Written instruction 1
Reproduce the records verbatim, from the line containing "Mark the dark cloud" through the end of the records, and nothing else.
Written instruction 2
Pick up the article on keeping a healthy credit score after retirement and carry it on from its last sentence.

# Start of Document segment

You might think your credit worries will vanish once you retire. But that is far from true. To truly enjoy a retirement free of credit stressors, you must monitor your credit spending closely.
Looking for tips to monitor and maintain a healthycredit score after retirement? Here are the top five from our vault.
1. Check your credit report regularly
Did you know credit reports sometimes contain errors like extra charges, missing information, etc.? What’s more, if left unchecked, these errors could have a long-term negative impact on your credit score. So, make it a point to check your credit reports regularly post-retirement. Additionally, keep a tab on your CIBIL score too.
These days, many online websites allow you to check your score for free, and some even allow you to download a free report.
Additional Read: 5 Cool Habits for Gaining a Good Credit Score
2. Check your credit utilisation ratio
Having a favourable credit utilisation rate can do wonders for improving your CIBIL score. In fact, most experts suggest a CUR of under 30% is ideal, even post-retirement. So, the question is- your CUR under the suggested limit? Check the CUR for each of your credit lines and the overall CUR to find out.
To calculate your CUR for a single credit line, divide your balance with your credit limit and multiply the number by 100. Doing this gives you a CUR percentage. For the overall CUR, add the balance from all your credit lines and divide the total with the sum of all your credit limits.

# End of Document segment
# Start of Record extracts

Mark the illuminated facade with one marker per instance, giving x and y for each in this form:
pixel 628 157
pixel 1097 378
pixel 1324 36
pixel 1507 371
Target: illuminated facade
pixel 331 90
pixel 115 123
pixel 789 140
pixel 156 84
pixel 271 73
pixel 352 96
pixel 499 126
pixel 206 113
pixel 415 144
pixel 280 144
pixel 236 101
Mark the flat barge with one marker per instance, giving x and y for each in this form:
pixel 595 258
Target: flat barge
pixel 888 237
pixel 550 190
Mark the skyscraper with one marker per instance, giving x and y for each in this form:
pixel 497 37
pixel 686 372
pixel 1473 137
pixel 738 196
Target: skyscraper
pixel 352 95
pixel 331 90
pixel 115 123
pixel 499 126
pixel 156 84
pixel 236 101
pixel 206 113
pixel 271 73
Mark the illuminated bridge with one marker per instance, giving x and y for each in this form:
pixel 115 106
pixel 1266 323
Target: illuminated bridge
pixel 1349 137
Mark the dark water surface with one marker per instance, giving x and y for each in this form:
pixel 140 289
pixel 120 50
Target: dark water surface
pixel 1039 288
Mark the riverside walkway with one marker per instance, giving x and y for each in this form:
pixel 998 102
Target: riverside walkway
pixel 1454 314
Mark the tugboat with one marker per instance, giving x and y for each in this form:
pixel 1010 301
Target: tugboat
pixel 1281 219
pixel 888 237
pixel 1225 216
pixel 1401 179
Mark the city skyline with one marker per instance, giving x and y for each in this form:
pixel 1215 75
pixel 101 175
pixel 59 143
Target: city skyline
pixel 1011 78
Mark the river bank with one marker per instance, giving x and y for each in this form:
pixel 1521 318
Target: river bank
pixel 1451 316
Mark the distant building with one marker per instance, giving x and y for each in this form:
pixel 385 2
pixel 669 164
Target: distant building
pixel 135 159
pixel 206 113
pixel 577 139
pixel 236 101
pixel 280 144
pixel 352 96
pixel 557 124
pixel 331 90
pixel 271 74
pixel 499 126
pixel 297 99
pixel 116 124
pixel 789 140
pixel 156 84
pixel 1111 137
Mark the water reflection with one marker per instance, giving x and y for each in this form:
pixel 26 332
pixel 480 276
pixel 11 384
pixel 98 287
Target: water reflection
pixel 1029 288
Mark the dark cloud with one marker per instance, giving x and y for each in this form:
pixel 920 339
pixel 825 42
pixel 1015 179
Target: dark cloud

# End of Record extracts

Exercise answer 1
Mark the dark cloud with one marker per instance, giving x and y for each in this form:
pixel 920 339
pixel 825 42
pixel 1015 179
Target: dark cloud

Exercise answer 2
3. Keep your accounts with a long credit history open
Thinking of closing an account after clearing your debts? Well, don’t. Instead, pay off your debts and leave your credit lines open, especially if they have a long credit history. This helps you maintain a low CUR and improve your CIBIL score, and provides a source of backup funds if you ever need them during an emergency.
3. Set up the auto-debit feature to pay off debt
Paying your dues on time can help you maintain a good credit score. And one way to never miss a payment again is to set auto-debit for your debt repayments. Another advantage? You never have to worry about penalties on your debt repayments if you repay your dues on time.
4. Keep your credit cards active
Similar to your credit accounts, keep your credit cards open after you pay off all your dues. Again, this helps you increase your CUR and bump up your CIBIL score.
Remember, banks tend to close inactive credit cards, so you might have to put in some additional effort to keep them active. One easy way to do this is to charge a small recurring account every month to your card and use it to make bill payments.
Additional Read: Do’s and Don’ts to Improve Your Credit Score
Retirement may pose a few challenges to maintaining a healthy CIBIL score. However, implementing the above tips can help you a great deal. Get started; click here to use Tata Capital’s free credit rating calculator to perform a credit score check today!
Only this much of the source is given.